** BEGIN Records supplied **

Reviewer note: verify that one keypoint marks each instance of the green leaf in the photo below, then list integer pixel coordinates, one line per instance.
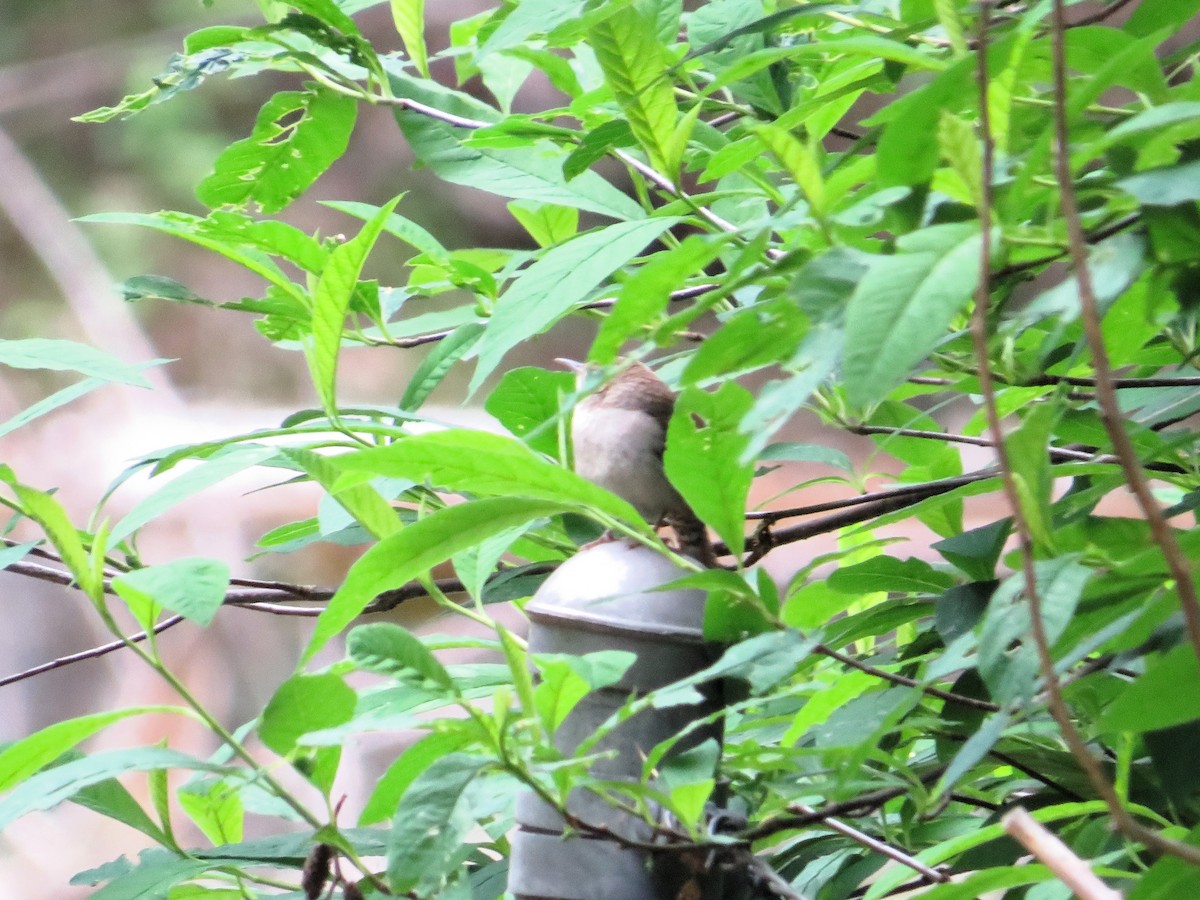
(427, 840)
(960, 148)
(417, 549)
(363, 502)
(1165, 187)
(216, 468)
(409, 18)
(635, 70)
(799, 161)
(1012, 676)
(983, 738)
(1169, 694)
(388, 648)
(394, 225)
(749, 340)
(807, 453)
(297, 137)
(216, 808)
(71, 357)
(528, 403)
(301, 705)
(646, 294)
(483, 463)
(534, 173)
(891, 575)
(547, 223)
(703, 459)
(395, 781)
(331, 301)
(51, 787)
(438, 363)
(31, 754)
(195, 588)
(43, 509)
(1170, 877)
(904, 305)
(329, 12)
(552, 286)
(201, 232)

** END Records supplied **

* Prompt
Print the entry above word for word, including every coordinate line, but leave out the picture.

* Task result
Reviewer note: verify that one keypoint marks each instance of the green leaf in the photo below, then list integer pixel coordinates, one line per instance.
(427, 840)
(960, 148)
(417, 549)
(363, 502)
(1165, 187)
(216, 468)
(409, 18)
(635, 70)
(799, 161)
(1012, 676)
(983, 738)
(1169, 694)
(388, 648)
(394, 225)
(749, 340)
(807, 453)
(297, 137)
(216, 808)
(71, 357)
(528, 403)
(301, 705)
(646, 294)
(483, 463)
(534, 173)
(891, 575)
(547, 223)
(703, 459)
(395, 781)
(331, 301)
(51, 787)
(438, 363)
(31, 754)
(195, 588)
(43, 509)
(1170, 877)
(904, 305)
(329, 12)
(552, 286)
(201, 232)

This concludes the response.